**PASSAGE TO READ:**
════════════════
Last night we had friends round for dinner. They brought with them some Sake obtained from an artisan winery in Canada, and had requested some of the raw food sushi I had mentioned to them on an earlier occasion.
(My raw food sushi is not really raw. I mean, raw sushi rice wouldn’t be nice. It would be crunchy and wouldn’t stick together. The miso soup I did last night wasn’t raw, nor was the drenched radish, and the tofu wasn’t a raw food either. If I’m fully honest I have to allow that one of the sushi rolls was filled with a chilli, garlic and hot smoked paprika roasted butternut squash, which is neither raw nor traditional. But the other ingredients were a mix of home-grown sprouts, avocado, grated raw carrot and freshly-squeezed ginger juice, so mostly raw. Other than the thin egg omelette. Which was neither raw nor vegan. But it was optional.)
I was in the mood to try making vegan ice cream again, and having friends round for dinner, which I do very rarely, is a great excuse to make dessert. RB2 can be more tolerant when roped in for ideas and the synaesthesia is very useful when it comes to putting flavours together, because when flavours have shape it’s easier to see what goes together and what doesn’t — hence I really should have paid attention when neither agreed on grapefruit. I had some plums and we were having Japanese food, so the obvious thing to do was use Oriental spices to flavour some stewed plums.
The recipe book uses a mixture of soy milk, soy cream, sugar, vanilla extract and arrowroot to form the base for almost all of the recipes, which made for an easy adaptation as there was nothing directly equivalent in there.
════════════════
**RECORD EXTRACTS:**

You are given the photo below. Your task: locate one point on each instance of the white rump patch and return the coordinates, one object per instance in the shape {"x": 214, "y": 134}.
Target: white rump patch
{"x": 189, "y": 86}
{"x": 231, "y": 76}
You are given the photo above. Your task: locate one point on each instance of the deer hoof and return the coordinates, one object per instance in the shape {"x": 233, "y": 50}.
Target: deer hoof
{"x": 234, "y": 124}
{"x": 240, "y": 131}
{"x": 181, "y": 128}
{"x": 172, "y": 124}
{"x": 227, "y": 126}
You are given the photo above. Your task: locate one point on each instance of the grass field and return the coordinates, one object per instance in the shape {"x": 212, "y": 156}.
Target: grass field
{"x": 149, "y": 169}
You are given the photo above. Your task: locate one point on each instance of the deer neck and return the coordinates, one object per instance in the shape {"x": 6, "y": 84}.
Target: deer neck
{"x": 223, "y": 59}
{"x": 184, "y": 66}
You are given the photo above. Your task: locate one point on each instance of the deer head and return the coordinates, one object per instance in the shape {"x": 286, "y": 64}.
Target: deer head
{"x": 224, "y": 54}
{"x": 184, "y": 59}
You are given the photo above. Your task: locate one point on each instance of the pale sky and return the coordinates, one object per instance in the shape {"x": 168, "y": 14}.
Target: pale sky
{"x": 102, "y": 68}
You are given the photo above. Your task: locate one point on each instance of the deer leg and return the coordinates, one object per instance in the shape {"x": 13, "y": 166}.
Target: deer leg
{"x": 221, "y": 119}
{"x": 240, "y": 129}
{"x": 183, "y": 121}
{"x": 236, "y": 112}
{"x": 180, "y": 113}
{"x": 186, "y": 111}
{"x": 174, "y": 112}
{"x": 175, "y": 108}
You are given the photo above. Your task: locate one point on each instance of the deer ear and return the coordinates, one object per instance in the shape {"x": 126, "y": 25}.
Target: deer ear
════════════════
**DIRECTION A:** Name every ingredient the passage about the sushi dinner says the recipe book mixes to form the base for almost all of its recipes.
**DIRECTION B:** From the passage about the sushi dinner, extract everything from "The recipe book" down to "equivalent in there.".

**TASK SOLUTION A:** soy milk, soy cream, sugar, vanilla extract, arrowroot

**TASK SOLUTION B:**
The recipe book uses a mixture of soy milk, soy cream, sugar, vanilla extract and arrowroot to form the base for almost all of the recipes, which made for an easy adaptation as there was nothing directly equivalent in there.